* _WHAT YOU NEED TO DO_
Resume the article on prime office rents in Dubai and other world cities, continuing from its final sentence.

* _TEXT PASSAGE_
-*-

They have remained unchanged of late in an extremely soft rental market
Dubai: Seems like a good time for corporate tenants to rent — or renew their leases — in Dubai’s skyscrapers. With rents unchanged on prime floors during the six months to the second quarter of 2016, Dubai’s office high-rises slipped to the 20th spot in the global rankings of cities with the costliest rentals, according to the consultancy Knight Frank.
In Dubai, these rents were averaging $43.50 (Dh158.75) a square foot, while top-ranked Hong Kong was delivering $278.50 psf (Dh1,016.5) to landlords and second-placed Manhattan’s tower blocks were commanding $158 psf (Dh576).
In fact, Dubai’s commercial skyscrapers were upstaged by the rental gains recorded by those in the Asia-Pacific region, which were seeing increases faster than those in Europe and North America. The mainstays — the office towers of Tokyo ($149.50 psf) and London ($114 psf) maintained their prominence.
Those in Shanghai recorded the “strongest rental growth in the first half” of 7.6 per cent, according to Knight Frank. It was followed by Sydney, where office lease rates were up 6.6 per cent in the six-month period to the second quarter of 2016, Hong Kong (with a 5.9 per cent) and Taipei (5.7 per cent).

-*-

(Point labeling examples)
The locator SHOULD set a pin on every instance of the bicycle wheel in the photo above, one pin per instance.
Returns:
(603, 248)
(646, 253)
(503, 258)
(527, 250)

-*-

* _OUTPUT FOR THIS TASK_
In fact, Toronto, where these rents touched $49 per square foot, was the only city outside of Asia-Pacific to feature in the top five of the Index by rental growth.
“Rents in Hong Kong’s skyscrapers remain the highest in the world, and with demand likely to outstrip supply for the foreseeable future we expect the city to retain its top position in the Index,” said Dana Salbak, Associate Partner, Knight Frank Dubai Research.
“The supply-demand dynamics in Hong Kong will continue to support rental growth in Shanghai’s skyscrapers, as many companies opt to relocate there. Shifts in the occupational markets in Sydney and Taipei have intensified demand for space in skyscrapers, and we expect both cities to perform strongly over the second half of the year.”
The bi-annual report examines the rental performance of commercial buildings over 30 storeys. Among the top cities, only those in Singapore recorded a significant decline … the 7 per cent drop being attributed to “oversupply and diminishing occupier confidence as a result of the slowdown in the Chinese economy”.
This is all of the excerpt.